**Short task:**
List every line of the listing below that contains the string "pool". Case counts.

**Material shown:**
============================================================

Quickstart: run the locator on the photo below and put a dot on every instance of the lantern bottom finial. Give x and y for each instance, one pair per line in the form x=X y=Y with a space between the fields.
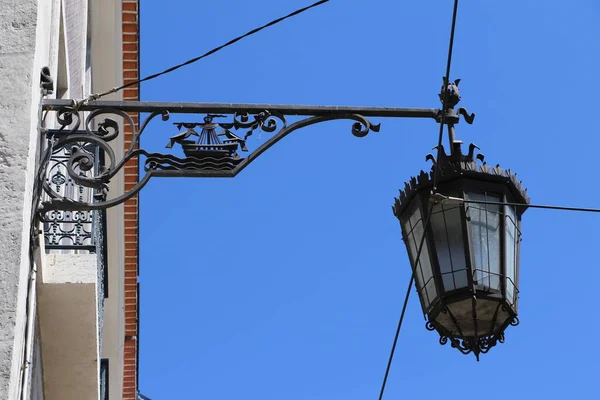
x=476 y=345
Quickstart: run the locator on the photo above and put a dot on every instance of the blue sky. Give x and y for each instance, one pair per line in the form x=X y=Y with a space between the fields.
x=287 y=281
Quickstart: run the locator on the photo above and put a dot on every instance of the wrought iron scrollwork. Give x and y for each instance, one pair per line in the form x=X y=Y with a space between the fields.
x=210 y=148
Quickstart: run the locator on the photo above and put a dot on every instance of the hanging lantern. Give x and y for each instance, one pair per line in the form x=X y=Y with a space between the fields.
x=467 y=273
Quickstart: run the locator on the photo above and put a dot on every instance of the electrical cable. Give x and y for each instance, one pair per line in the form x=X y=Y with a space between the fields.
x=435 y=179
x=193 y=60
x=445 y=200
x=406 y=297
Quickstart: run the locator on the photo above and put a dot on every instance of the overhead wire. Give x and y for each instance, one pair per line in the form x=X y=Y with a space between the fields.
x=406 y=297
x=208 y=53
x=435 y=180
x=459 y=200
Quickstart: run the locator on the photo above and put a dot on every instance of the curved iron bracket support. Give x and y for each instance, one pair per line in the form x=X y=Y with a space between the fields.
x=79 y=159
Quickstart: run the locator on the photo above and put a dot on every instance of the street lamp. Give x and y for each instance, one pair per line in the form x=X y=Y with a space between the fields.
x=463 y=239
x=461 y=233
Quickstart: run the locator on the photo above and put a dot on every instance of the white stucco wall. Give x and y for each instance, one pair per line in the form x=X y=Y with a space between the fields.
x=107 y=72
x=21 y=58
x=29 y=40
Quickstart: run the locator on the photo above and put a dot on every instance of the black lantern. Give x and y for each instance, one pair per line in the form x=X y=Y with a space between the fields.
x=467 y=273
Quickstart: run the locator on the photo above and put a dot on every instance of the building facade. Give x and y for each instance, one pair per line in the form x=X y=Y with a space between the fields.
x=68 y=291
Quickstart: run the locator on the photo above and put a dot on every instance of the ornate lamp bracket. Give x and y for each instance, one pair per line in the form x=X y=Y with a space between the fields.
x=79 y=160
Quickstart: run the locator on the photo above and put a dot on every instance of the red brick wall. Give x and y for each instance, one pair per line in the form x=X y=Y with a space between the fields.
x=130 y=18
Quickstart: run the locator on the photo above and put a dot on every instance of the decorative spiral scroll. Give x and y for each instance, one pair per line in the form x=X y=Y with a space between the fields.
x=75 y=155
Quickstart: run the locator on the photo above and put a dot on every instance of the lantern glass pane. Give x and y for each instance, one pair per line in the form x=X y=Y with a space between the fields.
x=413 y=228
x=447 y=228
x=510 y=252
x=485 y=229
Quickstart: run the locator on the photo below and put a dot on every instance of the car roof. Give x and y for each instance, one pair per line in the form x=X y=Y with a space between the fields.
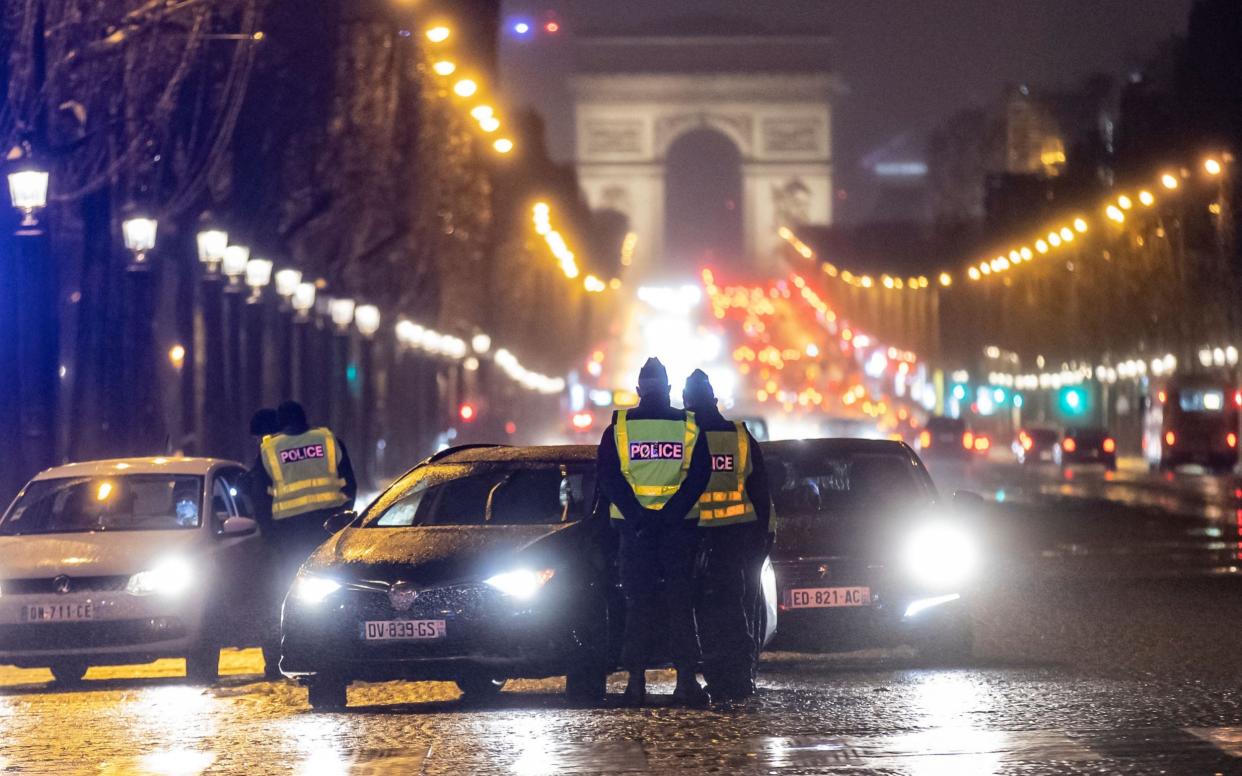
x=837 y=446
x=504 y=453
x=155 y=464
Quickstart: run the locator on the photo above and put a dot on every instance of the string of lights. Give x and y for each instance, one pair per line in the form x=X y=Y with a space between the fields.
x=1060 y=236
x=540 y=215
x=466 y=87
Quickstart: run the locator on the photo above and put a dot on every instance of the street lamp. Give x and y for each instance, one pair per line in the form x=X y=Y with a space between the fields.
x=27 y=190
x=303 y=299
x=139 y=234
x=213 y=243
x=342 y=312
x=367 y=318
x=234 y=265
x=258 y=275
x=287 y=282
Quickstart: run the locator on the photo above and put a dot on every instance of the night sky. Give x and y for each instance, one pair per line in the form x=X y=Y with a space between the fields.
x=907 y=63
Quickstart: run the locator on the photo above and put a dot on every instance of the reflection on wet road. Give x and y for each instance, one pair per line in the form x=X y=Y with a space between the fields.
x=1107 y=642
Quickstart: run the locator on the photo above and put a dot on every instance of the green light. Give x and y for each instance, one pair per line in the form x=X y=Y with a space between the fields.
x=1073 y=401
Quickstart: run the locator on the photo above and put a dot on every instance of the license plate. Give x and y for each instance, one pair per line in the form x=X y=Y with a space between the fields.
x=825 y=597
x=403 y=630
x=57 y=612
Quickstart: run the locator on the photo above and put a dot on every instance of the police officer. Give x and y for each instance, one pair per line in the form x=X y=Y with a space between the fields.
x=733 y=517
x=652 y=468
x=309 y=477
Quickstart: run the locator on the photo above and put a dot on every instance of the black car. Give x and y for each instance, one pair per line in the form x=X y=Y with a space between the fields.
x=867 y=554
x=1088 y=446
x=480 y=565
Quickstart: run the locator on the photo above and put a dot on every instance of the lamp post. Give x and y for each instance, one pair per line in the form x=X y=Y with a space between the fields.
x=27 y=190
x=258 y=275
x=286 y=282
x=139 y=235
x=234 y=268
x=368 y=319
x=32 y=319
x=302 y=299
x=339 y=395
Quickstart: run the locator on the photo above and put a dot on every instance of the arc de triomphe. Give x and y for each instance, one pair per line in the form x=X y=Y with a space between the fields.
x=776 y=112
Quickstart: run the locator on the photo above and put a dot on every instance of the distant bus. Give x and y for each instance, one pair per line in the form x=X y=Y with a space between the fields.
x=1191 y=420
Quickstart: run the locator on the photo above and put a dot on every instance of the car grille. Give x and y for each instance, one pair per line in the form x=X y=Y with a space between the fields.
x=88 y=635
x=816 y=572
x=77 y=584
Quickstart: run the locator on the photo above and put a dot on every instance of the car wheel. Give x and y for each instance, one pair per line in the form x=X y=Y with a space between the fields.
x=476 y=688
x=948 y=646
x=272 y=662
x=327 y=693
x=68 y=672
x=203 y=664
x=586 y=684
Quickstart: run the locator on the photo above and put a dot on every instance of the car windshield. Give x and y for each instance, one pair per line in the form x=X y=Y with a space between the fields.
x=938 y=425
x=814 y=484
x=126 y=503
x=488 y=494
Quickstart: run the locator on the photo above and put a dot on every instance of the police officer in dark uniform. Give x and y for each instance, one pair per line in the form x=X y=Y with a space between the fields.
x=733 y=517
x=652 y=468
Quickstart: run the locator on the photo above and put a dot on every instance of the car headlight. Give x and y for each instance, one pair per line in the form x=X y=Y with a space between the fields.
x=170 y=577
x=311 y=589
x=940 y=555
x=522 y=584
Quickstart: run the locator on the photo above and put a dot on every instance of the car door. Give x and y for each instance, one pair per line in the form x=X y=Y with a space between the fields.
x=242 y=561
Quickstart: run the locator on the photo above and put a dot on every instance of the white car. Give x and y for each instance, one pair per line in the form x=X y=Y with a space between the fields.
x=128 y=561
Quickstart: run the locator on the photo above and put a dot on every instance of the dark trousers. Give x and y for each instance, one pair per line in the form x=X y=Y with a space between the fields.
x=729 y=594
x=657 y=566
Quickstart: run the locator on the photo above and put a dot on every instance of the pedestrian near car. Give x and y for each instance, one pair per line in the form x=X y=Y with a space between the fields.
x=652 y=468
x=733 y=518
x=308 y=474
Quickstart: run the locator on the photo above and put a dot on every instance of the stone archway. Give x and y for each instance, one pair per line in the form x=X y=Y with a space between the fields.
x=780 y=124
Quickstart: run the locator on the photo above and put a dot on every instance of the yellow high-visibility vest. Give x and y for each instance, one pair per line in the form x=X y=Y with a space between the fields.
x=303 y=468
x=725 y=500
x=655 y=457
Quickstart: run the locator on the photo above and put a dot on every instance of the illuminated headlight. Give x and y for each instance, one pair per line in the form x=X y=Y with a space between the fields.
x=309 y=589
x=940 y=555
x=522 y=584
x=170 y=577
x=768 y=580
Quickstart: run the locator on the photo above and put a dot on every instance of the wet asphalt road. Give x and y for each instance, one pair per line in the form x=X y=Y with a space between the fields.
x=1109 y=641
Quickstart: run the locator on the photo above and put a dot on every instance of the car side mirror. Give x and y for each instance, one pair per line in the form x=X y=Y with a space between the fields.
x=237 y=527
x=339 y=520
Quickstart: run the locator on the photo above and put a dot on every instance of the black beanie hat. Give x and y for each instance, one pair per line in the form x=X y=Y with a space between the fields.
x=652 y=378
x=698 y=390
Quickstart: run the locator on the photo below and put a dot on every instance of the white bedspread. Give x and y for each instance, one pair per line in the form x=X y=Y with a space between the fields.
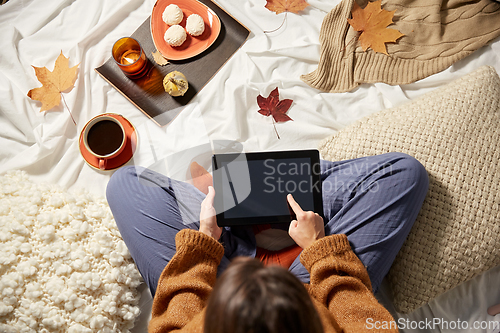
x=45 y=145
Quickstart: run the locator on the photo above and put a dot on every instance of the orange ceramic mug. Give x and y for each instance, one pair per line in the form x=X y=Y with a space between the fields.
x=105 y=138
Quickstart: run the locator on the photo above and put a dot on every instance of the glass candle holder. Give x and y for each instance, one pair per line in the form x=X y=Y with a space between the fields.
x=130 y=57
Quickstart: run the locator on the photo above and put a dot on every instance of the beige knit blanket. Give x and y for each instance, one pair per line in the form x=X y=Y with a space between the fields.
x=437 y=33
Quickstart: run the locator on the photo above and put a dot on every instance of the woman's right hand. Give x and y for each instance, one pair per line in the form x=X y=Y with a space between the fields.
x=208 y=219
x=307 y=228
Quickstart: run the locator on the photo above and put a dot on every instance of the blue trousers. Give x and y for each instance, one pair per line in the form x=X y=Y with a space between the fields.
x=373 y=200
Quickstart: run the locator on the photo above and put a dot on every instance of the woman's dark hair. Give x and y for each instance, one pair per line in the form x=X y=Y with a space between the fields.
x=251 y=298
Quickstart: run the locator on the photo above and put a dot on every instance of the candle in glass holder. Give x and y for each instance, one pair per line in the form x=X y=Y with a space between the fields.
x=130 y=58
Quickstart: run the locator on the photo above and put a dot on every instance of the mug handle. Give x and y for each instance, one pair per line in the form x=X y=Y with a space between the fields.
x=102 y=164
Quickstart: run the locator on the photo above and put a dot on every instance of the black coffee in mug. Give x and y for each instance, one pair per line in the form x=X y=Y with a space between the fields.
x=105 y=137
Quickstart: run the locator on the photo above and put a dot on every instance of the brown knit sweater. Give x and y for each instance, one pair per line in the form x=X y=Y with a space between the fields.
x=437 y=33
x=340 y=286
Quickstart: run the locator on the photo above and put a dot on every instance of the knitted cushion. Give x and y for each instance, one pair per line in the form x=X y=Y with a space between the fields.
x=437 y=33
x=454 y=132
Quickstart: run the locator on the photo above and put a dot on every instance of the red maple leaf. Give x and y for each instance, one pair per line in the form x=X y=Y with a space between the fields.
x=272 y=106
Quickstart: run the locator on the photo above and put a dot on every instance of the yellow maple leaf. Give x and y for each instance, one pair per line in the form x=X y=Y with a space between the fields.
x=61 y=79
x=372 y=22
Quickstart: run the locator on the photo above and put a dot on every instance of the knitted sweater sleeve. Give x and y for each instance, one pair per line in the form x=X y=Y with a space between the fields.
x=340 y=282
x=186 y=283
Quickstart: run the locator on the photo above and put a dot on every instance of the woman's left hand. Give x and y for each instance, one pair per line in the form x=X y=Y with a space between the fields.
x=208 y=219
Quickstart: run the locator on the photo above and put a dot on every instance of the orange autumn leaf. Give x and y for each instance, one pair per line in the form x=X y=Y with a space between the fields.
x=280 y=6
x=53 y=83
x=372 y=22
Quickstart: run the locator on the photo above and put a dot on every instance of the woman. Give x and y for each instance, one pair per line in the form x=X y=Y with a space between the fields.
x=370 y=205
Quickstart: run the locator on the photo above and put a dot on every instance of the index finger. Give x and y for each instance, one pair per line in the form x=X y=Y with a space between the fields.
x=295 y=206
x=209 y=199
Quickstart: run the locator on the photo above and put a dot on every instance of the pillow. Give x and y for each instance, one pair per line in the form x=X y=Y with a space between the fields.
x=454 y=132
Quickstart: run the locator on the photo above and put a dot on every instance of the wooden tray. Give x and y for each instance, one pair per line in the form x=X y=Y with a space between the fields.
x=147 y=93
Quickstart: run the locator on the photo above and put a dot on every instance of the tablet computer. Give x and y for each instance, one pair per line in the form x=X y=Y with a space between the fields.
x=251 y=188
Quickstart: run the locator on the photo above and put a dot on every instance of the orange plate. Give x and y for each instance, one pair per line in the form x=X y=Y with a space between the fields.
x=193 y=45
x=125 y=155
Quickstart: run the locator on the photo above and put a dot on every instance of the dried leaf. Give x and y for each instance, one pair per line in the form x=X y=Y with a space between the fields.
x=280 y=6
x=272 y=106
x=372 y=22
x=159 y=59
x=61 y=79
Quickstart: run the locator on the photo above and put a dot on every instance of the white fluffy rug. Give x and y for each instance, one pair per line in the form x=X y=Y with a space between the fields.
x=63 y=264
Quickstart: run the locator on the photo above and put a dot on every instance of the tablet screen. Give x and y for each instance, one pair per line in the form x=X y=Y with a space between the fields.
x=251 y=188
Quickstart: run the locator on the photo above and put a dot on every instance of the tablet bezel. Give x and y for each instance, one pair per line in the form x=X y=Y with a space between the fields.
x=217 y=159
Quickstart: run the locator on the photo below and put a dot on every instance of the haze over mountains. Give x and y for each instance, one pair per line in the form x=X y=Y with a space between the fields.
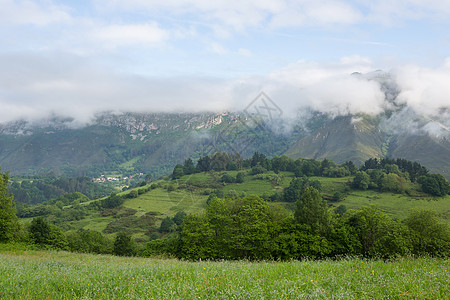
x=155 y=142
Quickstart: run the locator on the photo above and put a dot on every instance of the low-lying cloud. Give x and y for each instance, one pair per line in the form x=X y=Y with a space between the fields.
x=34 y=87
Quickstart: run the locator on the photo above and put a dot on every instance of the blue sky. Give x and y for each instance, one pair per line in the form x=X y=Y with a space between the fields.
x=80 y=57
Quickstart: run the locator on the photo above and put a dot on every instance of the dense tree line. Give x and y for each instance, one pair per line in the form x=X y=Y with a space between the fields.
x=380 y=174
x=251 y=228
x=38 y=189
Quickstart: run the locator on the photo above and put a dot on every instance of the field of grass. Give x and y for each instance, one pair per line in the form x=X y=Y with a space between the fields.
x=167 y=203
x=398 y=205
x=60 y=275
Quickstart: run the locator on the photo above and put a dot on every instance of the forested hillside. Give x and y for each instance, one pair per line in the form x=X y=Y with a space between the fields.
x=153 y=143
x=271 y=208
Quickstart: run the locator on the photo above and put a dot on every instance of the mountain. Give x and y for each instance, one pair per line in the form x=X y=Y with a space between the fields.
x=153 y=143
x=342 y=139
x=360 y=138
x=129 y=142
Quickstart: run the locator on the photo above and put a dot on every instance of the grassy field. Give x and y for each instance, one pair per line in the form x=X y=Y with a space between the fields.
x=60 y=275
x=167 y=203
x=189 y=194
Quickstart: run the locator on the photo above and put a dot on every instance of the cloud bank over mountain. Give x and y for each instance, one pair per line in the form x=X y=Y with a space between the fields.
x=33 y=87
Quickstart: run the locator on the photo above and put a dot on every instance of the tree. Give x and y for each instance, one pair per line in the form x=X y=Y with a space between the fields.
x=8 y=218
x=124 y=245
x=435 y=184
x=258 y=169
x=148 y=178
x=178 y=172
x=240 y=177
x=179 y=217
x=204 y=164
x=428 y=235
x=377 y=233
x=189 y=167
x=393 y=183
x=361 y=180
x=311 y=210
x=46 y=234
x=39 y=231
x=167 y=225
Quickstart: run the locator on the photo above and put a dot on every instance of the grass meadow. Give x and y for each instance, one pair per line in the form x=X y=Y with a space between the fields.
x=31 y=274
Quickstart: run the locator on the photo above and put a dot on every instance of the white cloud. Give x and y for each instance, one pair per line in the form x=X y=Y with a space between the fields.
x=217 y=48
x=426 y=90
x=30 y=12
x=36 y=86
x=134 y=34
x=244 y=52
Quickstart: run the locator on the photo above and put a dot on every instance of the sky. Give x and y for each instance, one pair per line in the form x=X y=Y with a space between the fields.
x=78 y=58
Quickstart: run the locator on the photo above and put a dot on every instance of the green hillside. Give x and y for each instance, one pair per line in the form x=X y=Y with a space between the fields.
x=142 y=215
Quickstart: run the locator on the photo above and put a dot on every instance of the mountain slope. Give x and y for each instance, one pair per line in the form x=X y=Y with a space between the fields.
x=342 y=139
x=429 y=151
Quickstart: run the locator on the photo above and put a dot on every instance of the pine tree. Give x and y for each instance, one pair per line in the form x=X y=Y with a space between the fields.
x=8 y=218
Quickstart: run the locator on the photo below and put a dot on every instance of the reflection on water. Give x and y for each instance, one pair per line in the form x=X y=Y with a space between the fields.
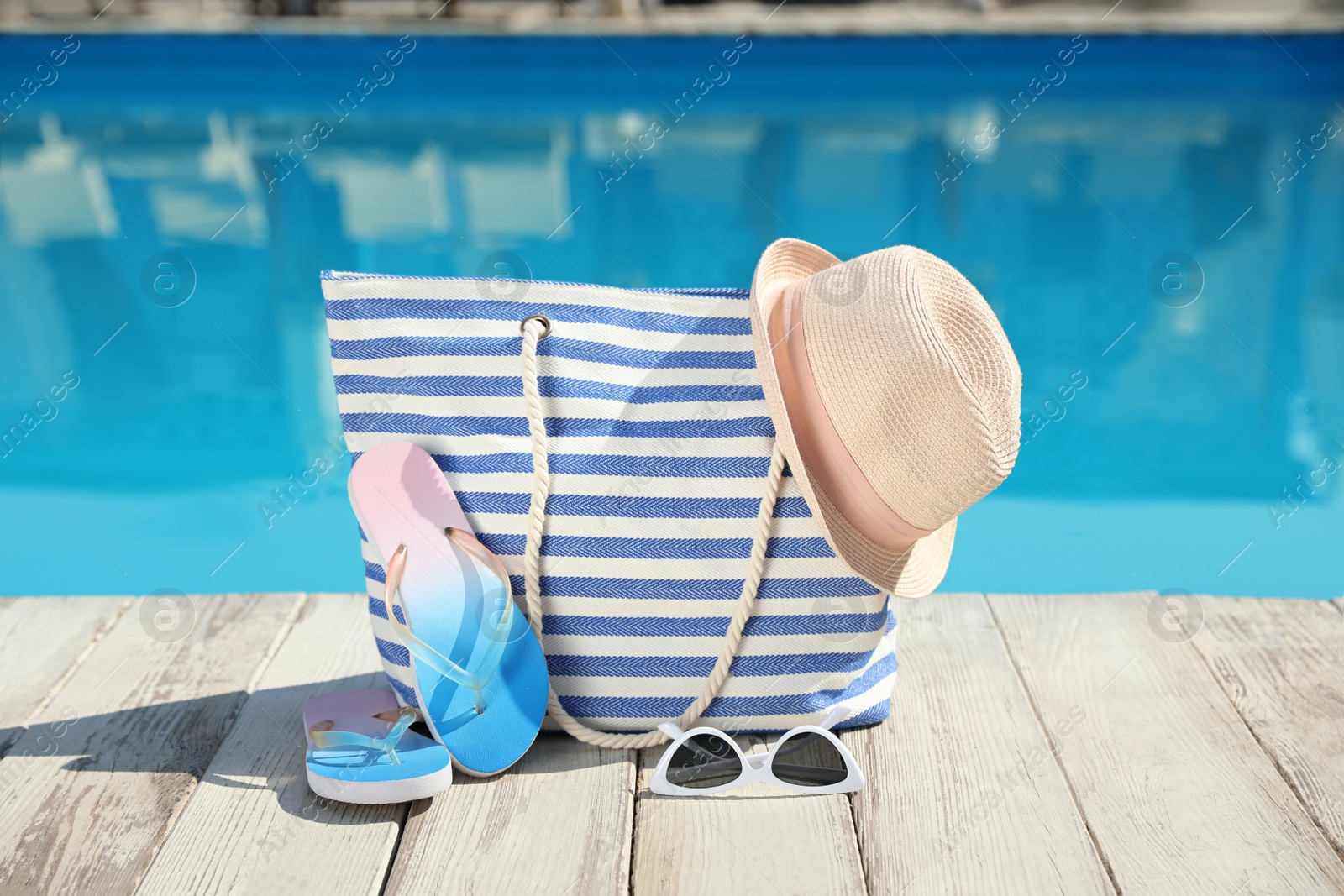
x=161 y=228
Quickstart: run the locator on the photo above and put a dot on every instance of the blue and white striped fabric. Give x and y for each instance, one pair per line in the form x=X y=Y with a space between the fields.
x=659 y=448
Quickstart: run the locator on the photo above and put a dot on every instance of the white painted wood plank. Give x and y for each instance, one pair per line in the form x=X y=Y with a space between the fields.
x=558 y=822
x=253 y=825
x=40 y=642
x=1281 y=663
x=964 y=793
x=1176 y=793
x=750 y=840
x=89 y=792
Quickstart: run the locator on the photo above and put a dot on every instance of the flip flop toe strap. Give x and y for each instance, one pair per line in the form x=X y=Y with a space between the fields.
x=326 y=739
x=490 y=661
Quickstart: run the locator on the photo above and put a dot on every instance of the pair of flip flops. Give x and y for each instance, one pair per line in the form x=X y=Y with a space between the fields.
x=480 y=674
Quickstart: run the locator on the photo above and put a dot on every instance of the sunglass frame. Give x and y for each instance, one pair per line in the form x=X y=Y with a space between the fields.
x=759 y=772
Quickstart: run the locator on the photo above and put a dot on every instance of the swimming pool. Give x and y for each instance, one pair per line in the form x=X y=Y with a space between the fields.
x=1159 y=222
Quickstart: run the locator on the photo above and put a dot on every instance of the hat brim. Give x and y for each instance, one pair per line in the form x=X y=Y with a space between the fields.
x=906 y=574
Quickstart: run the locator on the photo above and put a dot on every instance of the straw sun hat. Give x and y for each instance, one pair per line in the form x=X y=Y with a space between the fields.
x=897 y=380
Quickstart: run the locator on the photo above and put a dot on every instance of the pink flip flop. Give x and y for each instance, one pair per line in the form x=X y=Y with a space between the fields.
x=479 y=669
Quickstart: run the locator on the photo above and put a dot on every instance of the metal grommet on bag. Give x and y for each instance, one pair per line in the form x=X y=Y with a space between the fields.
x=546 y=324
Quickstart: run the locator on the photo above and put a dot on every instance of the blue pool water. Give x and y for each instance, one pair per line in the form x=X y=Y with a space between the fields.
x=159 y=270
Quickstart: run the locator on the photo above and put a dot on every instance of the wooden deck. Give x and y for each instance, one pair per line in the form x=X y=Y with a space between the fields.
x=1039 y=745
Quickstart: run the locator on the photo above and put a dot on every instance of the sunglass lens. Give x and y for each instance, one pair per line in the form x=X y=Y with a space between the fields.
x=705 y=761
x=808 y=759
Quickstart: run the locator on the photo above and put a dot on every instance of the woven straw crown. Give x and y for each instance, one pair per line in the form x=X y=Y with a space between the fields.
x=920 y=383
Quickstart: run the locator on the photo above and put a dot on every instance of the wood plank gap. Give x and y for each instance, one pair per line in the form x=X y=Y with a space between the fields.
x=92 y=793
x=253 y=825
x=1041 y=720
x=15 y=720
x=74 y=667
x=175 y=815
x=391 y=859
x=281 y=633
x=1269 y=754
x=1276 y=757
x=1166 y=759
x=557 y=822
x=858 y=841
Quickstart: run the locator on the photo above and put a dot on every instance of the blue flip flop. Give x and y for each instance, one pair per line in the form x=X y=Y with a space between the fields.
x=360 y=750
x=480 y=673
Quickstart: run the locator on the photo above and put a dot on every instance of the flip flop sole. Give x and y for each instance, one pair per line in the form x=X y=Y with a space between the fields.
x=402 y=499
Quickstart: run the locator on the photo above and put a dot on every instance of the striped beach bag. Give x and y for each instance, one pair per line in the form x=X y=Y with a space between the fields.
x=613 y=448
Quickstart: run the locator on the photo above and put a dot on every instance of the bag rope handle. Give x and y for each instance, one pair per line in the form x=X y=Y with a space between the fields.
x=534 y=328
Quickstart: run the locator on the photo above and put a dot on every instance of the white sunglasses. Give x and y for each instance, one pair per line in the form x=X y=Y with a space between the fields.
x=808 y=759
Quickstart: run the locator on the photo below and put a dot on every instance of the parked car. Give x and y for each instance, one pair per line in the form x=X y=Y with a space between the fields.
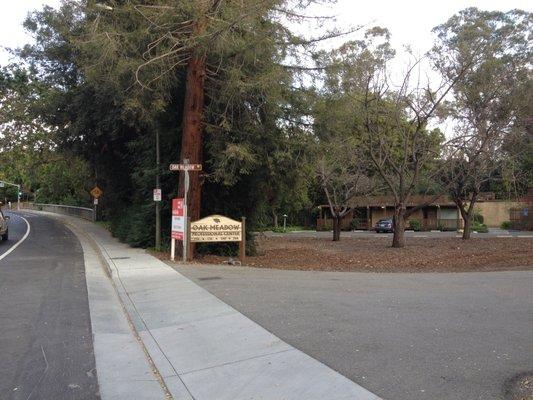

============================================================

**Complete output:**
Quickstart: run the locator on the photo above and put a dot on every instance of the swimming pool. Give x and y for each instance, one pair per line in the form x=X y=Y with a space between the fields.
Quickstart: run the locator on the photo above and put a dot on every instance of the blue pool water. Give x and y for each instance, one pair per line in the form x=X y=Y with a space between the fields.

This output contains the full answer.